Task to carry out: Make an exact copy of the lines below.

[A block of data]
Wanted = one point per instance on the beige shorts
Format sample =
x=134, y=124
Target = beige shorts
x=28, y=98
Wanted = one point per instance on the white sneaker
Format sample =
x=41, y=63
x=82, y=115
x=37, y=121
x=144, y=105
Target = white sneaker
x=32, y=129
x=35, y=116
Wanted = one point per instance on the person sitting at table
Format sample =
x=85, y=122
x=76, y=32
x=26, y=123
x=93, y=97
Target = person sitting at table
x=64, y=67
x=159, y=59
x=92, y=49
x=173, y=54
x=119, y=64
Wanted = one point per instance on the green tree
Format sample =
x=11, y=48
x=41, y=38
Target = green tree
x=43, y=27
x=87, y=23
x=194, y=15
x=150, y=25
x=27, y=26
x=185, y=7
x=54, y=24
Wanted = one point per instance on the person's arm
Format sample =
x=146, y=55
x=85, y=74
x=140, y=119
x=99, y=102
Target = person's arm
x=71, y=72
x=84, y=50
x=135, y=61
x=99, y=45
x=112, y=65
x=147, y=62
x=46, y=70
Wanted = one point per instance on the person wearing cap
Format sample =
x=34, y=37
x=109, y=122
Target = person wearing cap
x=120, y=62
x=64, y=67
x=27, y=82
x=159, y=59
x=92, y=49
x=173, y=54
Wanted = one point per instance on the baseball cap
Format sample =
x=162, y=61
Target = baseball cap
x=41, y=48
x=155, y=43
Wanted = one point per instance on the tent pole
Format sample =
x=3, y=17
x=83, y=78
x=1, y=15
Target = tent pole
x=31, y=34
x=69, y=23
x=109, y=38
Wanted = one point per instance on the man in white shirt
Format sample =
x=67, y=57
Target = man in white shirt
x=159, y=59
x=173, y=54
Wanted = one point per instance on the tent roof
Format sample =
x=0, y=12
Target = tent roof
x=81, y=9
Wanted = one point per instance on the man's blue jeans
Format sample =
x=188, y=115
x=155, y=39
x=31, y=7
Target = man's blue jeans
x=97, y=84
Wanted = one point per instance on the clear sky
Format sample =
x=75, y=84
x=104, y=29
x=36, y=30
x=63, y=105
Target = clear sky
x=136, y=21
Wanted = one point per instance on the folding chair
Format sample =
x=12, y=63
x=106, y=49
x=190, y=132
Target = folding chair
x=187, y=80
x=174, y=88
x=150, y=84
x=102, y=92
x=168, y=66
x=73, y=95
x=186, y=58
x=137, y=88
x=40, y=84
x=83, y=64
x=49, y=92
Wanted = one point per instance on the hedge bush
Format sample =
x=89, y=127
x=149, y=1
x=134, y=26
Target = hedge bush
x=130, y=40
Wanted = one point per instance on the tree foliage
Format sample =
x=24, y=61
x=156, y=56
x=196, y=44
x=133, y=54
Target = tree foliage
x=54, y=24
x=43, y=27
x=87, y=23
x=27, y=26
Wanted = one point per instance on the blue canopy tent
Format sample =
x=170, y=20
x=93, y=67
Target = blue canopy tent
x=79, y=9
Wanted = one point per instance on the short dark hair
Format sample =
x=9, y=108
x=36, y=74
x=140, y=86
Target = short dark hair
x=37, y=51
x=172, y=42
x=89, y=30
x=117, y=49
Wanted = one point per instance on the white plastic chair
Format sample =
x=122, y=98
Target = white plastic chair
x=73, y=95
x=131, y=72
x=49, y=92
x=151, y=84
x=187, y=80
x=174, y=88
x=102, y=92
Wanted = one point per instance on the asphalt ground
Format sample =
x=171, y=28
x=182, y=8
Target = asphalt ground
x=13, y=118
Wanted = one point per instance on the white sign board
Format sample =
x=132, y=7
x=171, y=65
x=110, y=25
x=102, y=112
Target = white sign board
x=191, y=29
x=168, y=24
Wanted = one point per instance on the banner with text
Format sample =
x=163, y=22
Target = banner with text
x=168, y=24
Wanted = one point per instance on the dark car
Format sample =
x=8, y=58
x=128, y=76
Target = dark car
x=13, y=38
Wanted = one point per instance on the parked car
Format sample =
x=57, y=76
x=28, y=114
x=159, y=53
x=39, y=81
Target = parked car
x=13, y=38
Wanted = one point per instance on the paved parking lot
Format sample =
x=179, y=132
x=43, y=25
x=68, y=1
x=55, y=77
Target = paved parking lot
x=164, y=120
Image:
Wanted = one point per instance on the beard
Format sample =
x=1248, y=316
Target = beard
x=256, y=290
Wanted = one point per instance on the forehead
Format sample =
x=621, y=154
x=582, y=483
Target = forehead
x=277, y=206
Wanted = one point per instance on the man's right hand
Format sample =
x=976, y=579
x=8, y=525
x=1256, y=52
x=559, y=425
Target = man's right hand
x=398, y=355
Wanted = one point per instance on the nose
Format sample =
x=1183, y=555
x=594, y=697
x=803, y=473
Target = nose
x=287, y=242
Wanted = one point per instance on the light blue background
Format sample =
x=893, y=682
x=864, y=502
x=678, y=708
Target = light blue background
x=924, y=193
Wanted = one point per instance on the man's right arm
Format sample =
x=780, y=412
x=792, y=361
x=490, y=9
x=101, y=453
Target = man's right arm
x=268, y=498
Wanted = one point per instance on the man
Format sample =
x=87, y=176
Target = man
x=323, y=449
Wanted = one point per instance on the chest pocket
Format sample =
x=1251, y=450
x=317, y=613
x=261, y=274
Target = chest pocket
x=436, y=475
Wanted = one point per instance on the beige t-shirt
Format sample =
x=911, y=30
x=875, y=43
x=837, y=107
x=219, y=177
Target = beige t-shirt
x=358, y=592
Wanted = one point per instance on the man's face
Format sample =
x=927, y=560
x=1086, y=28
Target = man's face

Completed task:
Wanted = one point per instance on the beige shorts
Format sample =
x=134, y=124
Target = beige shorts
x=28, y=98
Wanted = one point per instance on the white sneaker
Format sample =
x=41, y=63
x=82, y=115
x=37, y=121
x=144, y=105
Target = white sneaker
x=32, y=129
x=35, y=116
Wanted = one point per instance on the person sitting at table
Format sample =
x=85, y=122
x=76, y=32
x=26, y=123
x=93, y=97
Target = person sitting at table
x=64, y=67
x=159, y=59
x=92, y=49
x=173, y=54
x=119, y=64
Wanted = one point per instance on the green tree
Format sample =
x=11, y=48
x=41, y=38
Target = green tree
x=43, y=27
x=87, y=23
x=194, y=15
x=150, y=25
x=27, y=26
x=185, y=7
x=54, y=24
Wanted = one point per instance on the person's arm
Format sample =
x=146, y=55
x=85, y=74
x=140, y=119
x=99, y=102
Target = person's arm
x=71, y=72
x=84, y=50
x=135, y=61
x=99, y=45
x=112, y=65
x=147, y=62
x=46, y=70
Wanted = one point per instance on the person wearing cap
Format sample =
x=34, y=37
x=109, y=122
Target = person wearing cap
x=120, y=62
x=64, y=67
x=27, y=82
x=159, y=59
x=92, y=49
x=173, y=54
Wanted = one point per instance on the baseball cap
Format sample =
x=162, y=61
Target = baseball cap
x=41, y=48
x=155, y=43
Wanted = one point per instance on the tent pole
Format sample =
x=3, y=17
x=83, y=78
x=1, y=15
Target = tent pole
x=31, y=34
x=69, y=23
x=109, y=38
Wanted = one point per instance on the man in white shirt
Format sample =
x=67, y=57
Target = man in white shirt
x=159, y=59
x=173, y=54
Wanted = one point per instance on the tent roof
Format sample =
x=0, y=12
Target = tent roof
x=81, y=9
Wanted = one point per instance on the man's blue jeans
Format sample =
x=188, y=115
x=155, y=39
x=31, y=7
Target = man's blue jeans
x=97, y=84
Wanted = one point per instance on the clear sky
Format sample =
x=75, y=84
x=104, y=29
x=36, y=30
x=63, y=105
Target = clear sky
x=136, y=21
Wanted = one point per instance on the folding chair
Format sample =
x=12, y=63
x=106, y=49
x=190, y=132
Target = folding chair
x=187, y=80
x=174, y=88
x=150, y=84
x=102, y=92
x=168, y=66
x=73, y=95
x=186, y=58
x=137, y=88
x=40, y=84
x=83, y=64
x=49, y=92
Wanted = one point per instance on the hedge bush
Format sample =
x=89, y=127
x=149, y=1
x=134, y=26
Target = hedge bush
x=130, y=40
Wanted = one point per instance on the tree foliage
Format sample =
x=24, y=61
x=156, y=56
x=196, y=44
x=133, y=54
Target = tree foliage
x=54, y=24
x=43, y=27
x=87, y=23
x=27, y=26
Wanted = one point per instance on the blue canopy tent
Format sample =
x=170, y=20
x=93, y=67
Target = blue canopy tent
x=79, y=9
Wanted = one point per instance on the short dark hair
Format sample =
x=9, y=108
x=36, y=74
x=140, y=86
Target = short dark hair
x=37, y=51
x=172, y=42
x=89, y=30
x=117, y=49
Wanted = one point per instance on the white plastic chair
Format sample =
x=122, y=98
Target = white plastic chair
x=73, y=95
x=131, y=72
x=49, y=92
x=151, y=84
x=187, y=80
x=174, y=88
x=102, y=92
Wanted = one point per instance on the asphalt ground
Format sample =
x=171, y=28
x=182, y=8
Target = asphalt ground
x=13, y=118
Wanted = one point per instance on the white sign board
Format sample =
x=132, y=7
x=171, y=65
x=110, y=25
x=102, y=112
Target = white sign board
x=191, y=29
x=168, y=24
Wanted = one point per instance on the banner with text
Format sample =
x=163, y=22
Target = banner with text
x=168, y=24
Wanted = one point per instance on the dark car
Format sample =
x=8, y=58
x=128, y=76
Target = dark car
x=13, y=38
Wanted = one point per instance on the parked car
Format sample =
x=57, y=76
x=28, y=114
x=159, y=53
x=39, y=81
Target = parked car
x=13, y=38
Wanted = one point per instance on the paved parking lot
Format sample =
x=179, y=132
x=43, y=25
x=68, y=1
x=55, y=77
Target = paved parking lot
x=164, y=120
Image:
Wanted = one point per instance on the beard
Format sample =
x=1248, y=316
Target = beard
x=256, y=290
Wanted = one point per instance on the forehead
Format sample =
x=621, y=154
x=582, y=483
Target = forehead
x=277, y=206
Wanted = one point per instance on the man's right hand
Format sample =
x=976, y=579
x=8, y=525
x=1256, y=52
x=559, y=425
Target = man's right hand
x=398, y=355
Wanted = one point per instance on the nose
Format sample =
x=1183, y=555
x=594, y=697
x=803, y=473
Target = nose
x=287, y=242
Wanted = one point per instance on the light blue background
Format sample =
x=893, y=682
x=864, y=502
x=678, y=708
Target = light blue background
x=924, y=193
Wanted = one point per instance on the man's right arm
Format sample =
x=780, y=412
x=792, y=361
x=490, y=9
x=101, y=453
Target = man's right arm
x=268, y=498
Wanted = one point per instance on the man
Format sample =
x=87, y=176
Target = man
x=323, y=449
Wanted = one point per instance on the chest pocket
Format sample =
x=1251, y=450
x=317, y=613
x=261, y=274
Target = chest pocket
x=436, y=475
Wanted = one point per instance on the beige t-shirt
Format sample =
x=911, y=30
x=875, y=43
x=837, y=107
x=219, y=177
Target = beige t-shirt
x=358, y=592
Wanted = one point per instance on the man's face
Format sample =
x=927, y=560
x=1086, y=28
Target = man's face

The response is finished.